=== Information shown ===
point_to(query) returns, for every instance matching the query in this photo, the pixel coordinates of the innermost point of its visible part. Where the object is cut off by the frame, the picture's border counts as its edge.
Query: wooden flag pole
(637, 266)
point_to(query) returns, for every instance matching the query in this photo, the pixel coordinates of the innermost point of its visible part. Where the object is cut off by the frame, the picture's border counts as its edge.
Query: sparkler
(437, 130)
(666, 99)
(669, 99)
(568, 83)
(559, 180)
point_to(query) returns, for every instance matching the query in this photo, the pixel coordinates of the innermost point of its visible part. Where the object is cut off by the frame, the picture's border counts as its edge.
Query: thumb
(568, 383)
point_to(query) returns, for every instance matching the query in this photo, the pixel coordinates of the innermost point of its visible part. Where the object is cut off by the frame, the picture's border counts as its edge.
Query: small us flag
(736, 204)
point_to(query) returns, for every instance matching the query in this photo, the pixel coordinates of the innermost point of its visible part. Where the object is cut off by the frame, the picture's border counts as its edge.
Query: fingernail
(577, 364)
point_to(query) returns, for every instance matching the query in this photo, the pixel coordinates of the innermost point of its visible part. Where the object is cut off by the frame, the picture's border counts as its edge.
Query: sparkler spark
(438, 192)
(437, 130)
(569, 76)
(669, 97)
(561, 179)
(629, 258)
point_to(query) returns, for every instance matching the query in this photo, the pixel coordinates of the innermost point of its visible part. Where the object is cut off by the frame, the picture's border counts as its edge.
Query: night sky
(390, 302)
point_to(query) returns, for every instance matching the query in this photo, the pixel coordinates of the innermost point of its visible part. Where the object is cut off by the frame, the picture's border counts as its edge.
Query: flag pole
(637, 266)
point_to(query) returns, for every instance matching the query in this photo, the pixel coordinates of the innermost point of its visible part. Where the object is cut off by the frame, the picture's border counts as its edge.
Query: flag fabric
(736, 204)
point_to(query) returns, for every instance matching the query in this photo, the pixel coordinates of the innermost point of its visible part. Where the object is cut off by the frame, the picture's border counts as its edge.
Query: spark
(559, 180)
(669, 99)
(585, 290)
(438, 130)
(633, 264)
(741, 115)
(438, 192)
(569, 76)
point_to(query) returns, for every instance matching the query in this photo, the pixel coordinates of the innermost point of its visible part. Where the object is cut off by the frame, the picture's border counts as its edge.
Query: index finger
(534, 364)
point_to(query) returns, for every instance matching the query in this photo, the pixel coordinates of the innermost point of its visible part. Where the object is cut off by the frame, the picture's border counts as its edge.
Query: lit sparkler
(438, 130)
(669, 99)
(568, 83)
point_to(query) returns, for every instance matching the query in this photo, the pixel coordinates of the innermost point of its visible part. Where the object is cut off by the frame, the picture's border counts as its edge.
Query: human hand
===
What is expected ::
Type the records out again. Match them exactly.

Answer to this exercise ::
point_to(query) returns, for every instance matching the query in this photo, the pixel coordinates of the innermost point of its visible part. Where the object is cut off by the frame, the picture's border counts as its edge.
Query: wooden flag pole
(637, 266)
point_to(query) returns, for every instance matching the query in this photo, the pixel coordinates of the innermost point of its visible part. Where the object is cut off by the frame, the picture's border counts as its edge.
Query: sparkler
(437, 130)
(666, 99)
(669, 99)
(568, 83)
(559, 180)
point_to(query) returns, for every instance matching the query in this photo, the pixel coordinates of the innermost point of its visible part. Where the object is cut off by the frame, the picture's border counts as its edge.
Query: thumb
(568, 383)
point_to(query) returns, for every instance matching the query in this photo, the pixel coordinates of the innermost point of its visible part. Where the object is cut off by the frame, the picture's border counts as its edge.
Query: small us flag
(736, 204)
point_to(query) returns, for every instance matching the query in this photo, the pixel coordinates of the innermost point of its visible part. Where the object is cut off by the frame, the picture's border counts as its edge.
Query: fingernail
(577, 364)
point_to(query) returns, for every instance matching the query in this photo, the pixel coordinates of the innermost point of its visible part. Where the object is cut off by the frame, the picture's border counts as its edge.
Query: sparkler spark
(438, 192)
(437, 130)
(569, 76)
(669, 97)
(561, 179)
(629, 258)
point_to(query) returns, for every instance matching the query in this photo, the pixel coordinates of the innermost point of its visible part. Where the object is cut off by the frame, the picture's border counts as its edge.
Query: night sky
(390, 302)
point_to(query) returns, for every instance matching the query in this photo, the pixel coordinates of the innermost point of its visible part. Where the object is cut off by the frame, the picture's border counts as its edge.
Query: flag pole
(637, 266)
point_to(query) returns, for every instance matching the query in this photo, the pixel coordinates of the innermost point of its visible part. Where the object is cut off by the frame, the picture's border counts as its edge.
Query: flag fabric
(736, 204)
point_to(query) returns, for every instance matching the query in this photo, the pixel coordinates of the innermost point of its visible part. Where the object is cut off by the frame, the picture's border counts as its edge.
Query: spark
(559, 180)
(669, 99)
(585, 290)
(438, 130)
(633, 264)
(741, 115)
(438, 192)
(569, 76)
point_to(query) returns, for every instance matching the query in this photo, the pixel coordinates of the innermost point of its visible part. Where the object is cut off by the frame, the picture's border counts as its edge.
Query: index finger
(534, 364)
point_to(query) returns, for every instance matching the query in this photo, the pixel coordinates of the innermost point of its visible part. Where the object is cut off by the frame, the picture's border counts as its edge.
Query: lit sparkler
(438, 130)
(669, 99)
(568, 83)
point_to(query) returns, for every instance matching the query in this photo, the pixel coordinates of the innermost point of its visible part. Where the object is cut off by the frame, the picture's border counts as its edge.
Query: human hand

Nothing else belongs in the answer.